→ **The input**
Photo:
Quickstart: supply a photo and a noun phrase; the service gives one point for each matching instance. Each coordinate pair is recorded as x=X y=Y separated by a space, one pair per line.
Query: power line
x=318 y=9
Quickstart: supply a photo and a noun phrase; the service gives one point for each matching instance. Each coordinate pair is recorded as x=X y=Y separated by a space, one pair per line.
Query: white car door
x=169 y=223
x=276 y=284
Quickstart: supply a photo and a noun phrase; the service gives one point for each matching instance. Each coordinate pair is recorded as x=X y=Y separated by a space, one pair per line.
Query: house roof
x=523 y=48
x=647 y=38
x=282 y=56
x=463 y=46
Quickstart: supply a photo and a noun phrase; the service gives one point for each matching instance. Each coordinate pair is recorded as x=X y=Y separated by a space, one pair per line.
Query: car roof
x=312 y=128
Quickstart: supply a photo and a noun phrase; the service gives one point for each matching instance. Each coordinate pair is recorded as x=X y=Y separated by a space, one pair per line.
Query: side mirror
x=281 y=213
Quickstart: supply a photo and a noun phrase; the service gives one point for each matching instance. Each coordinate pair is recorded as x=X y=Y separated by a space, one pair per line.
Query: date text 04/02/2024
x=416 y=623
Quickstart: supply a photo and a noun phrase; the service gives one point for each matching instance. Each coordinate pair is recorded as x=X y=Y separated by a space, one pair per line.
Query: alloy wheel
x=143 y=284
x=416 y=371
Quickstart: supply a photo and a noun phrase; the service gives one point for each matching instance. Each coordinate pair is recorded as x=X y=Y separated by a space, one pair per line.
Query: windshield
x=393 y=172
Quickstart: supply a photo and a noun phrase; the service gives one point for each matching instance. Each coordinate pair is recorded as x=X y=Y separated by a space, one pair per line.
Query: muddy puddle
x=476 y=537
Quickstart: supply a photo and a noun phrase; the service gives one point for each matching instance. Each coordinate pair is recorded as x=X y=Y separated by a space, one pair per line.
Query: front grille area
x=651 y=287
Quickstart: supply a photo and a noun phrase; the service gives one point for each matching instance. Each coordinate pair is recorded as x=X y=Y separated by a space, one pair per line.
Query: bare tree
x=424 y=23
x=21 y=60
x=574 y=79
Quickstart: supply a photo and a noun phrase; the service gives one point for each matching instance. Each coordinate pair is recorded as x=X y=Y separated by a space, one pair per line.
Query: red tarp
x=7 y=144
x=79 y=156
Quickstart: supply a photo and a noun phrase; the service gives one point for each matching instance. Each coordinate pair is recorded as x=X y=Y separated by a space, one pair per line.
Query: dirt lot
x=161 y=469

→ **Aim of the exercise**
Repeat the data above. Change nothing.

→ **Task result**
Photo:
Quickstart: supply a photo and a noun phrase; the service gives one point for each matching instance. Each coordinate pair is recorded as x=X y=Y separated by a space, one pair per line.
Query: power line
x=318 y=9
Quickstart: supply a photo and a noun phrase; the service gives one point for each matching instance. Each coordinate pair is recorded as x=X y=Y separated by a space, one pair per line.
Query: white car door
x=169 y=223
x=276 y=284
Quickstart: supply a photo and a noun phrase; the service gives one point for each matching instance. Each coordinate pair is recorded as x=X y=Y separated by a space, one pair per line.
Query: house roof
x=523 y=48
x=647 y=38
x=282 y=56
x=463 y=46
Quickstart: supply a photo and a noun phrase; the service gives one point for each matching instance. Each coordinate pair is recorded as x=X y=Y separated by a space, one pair per line.
Query: car roof
x=312 y=128
Quickstart: supply a photo and a noun phrase; the service gives one point for each matching instance. Each coordinate pair is recorded as x=X y=Y separated by a space, one pair per line.
Query: side mirror
x=281 y=213
Quickstart: supply a photo and a noun phrase; the service gives one point for each matching instance. Each coordinate pair is recorded as x=X y=Y separated by a space, one pair per line.
Query: date text 04/02/2024
x=416 y=623
Quickstart: supply a photo and a noun phrase; the service gives one point for each matching instance. Each coordinate pair is recorded as x=X y=Y separated by a space, one pair per line.
Query: alloy wheel
x=143 y=284
x=416 y=371
Quickstart: supply a photo and a noun phrase; the service gives one point for each matching instance. Each coordinate pair is recorded as x=X y=Y separated by a space, one pair per line.
Query: windshield
x=393 y=172
Quickstart: supply a photo and a noun phrase; the service gives one point for each matching instance. Each coordinate pair is recorded as x=X y=Y separated by a space, one pair per line.
Query: muddy puddle
x=476 y=537
Quickstart: supply a photo and a noun phrase; the service gives one point for each matching instance. Each coordinate pair is recorded as x=X y=Y separated by a space, one pair per line.
Query: front grille area
x=651 y=287
Quickstart: supply a photo and a noun phrase; the service gives one point for each matching instance. Each coordinate pair is recorded as x=X y=Y separated by a space, one pair per line.
Query: bare tree
x=424 y=23
x=21 y=60
x=574 y=79
Quickstart: supply a photo and a noun phrase; the service gives one point for each matching instance. Each coordinate pair is recorded as x=X y=Y separated by a space, one pair per line.
Query: red tarp
x=7 y=144
x=79 y=156
Quickstart: supply a photo and a noun phrase; the service gives one point for each matching instance. Each coordinate pair is recorded as x=X y=Y separated by a space, one pair per line.
Query: dirt lot
x=161 y=469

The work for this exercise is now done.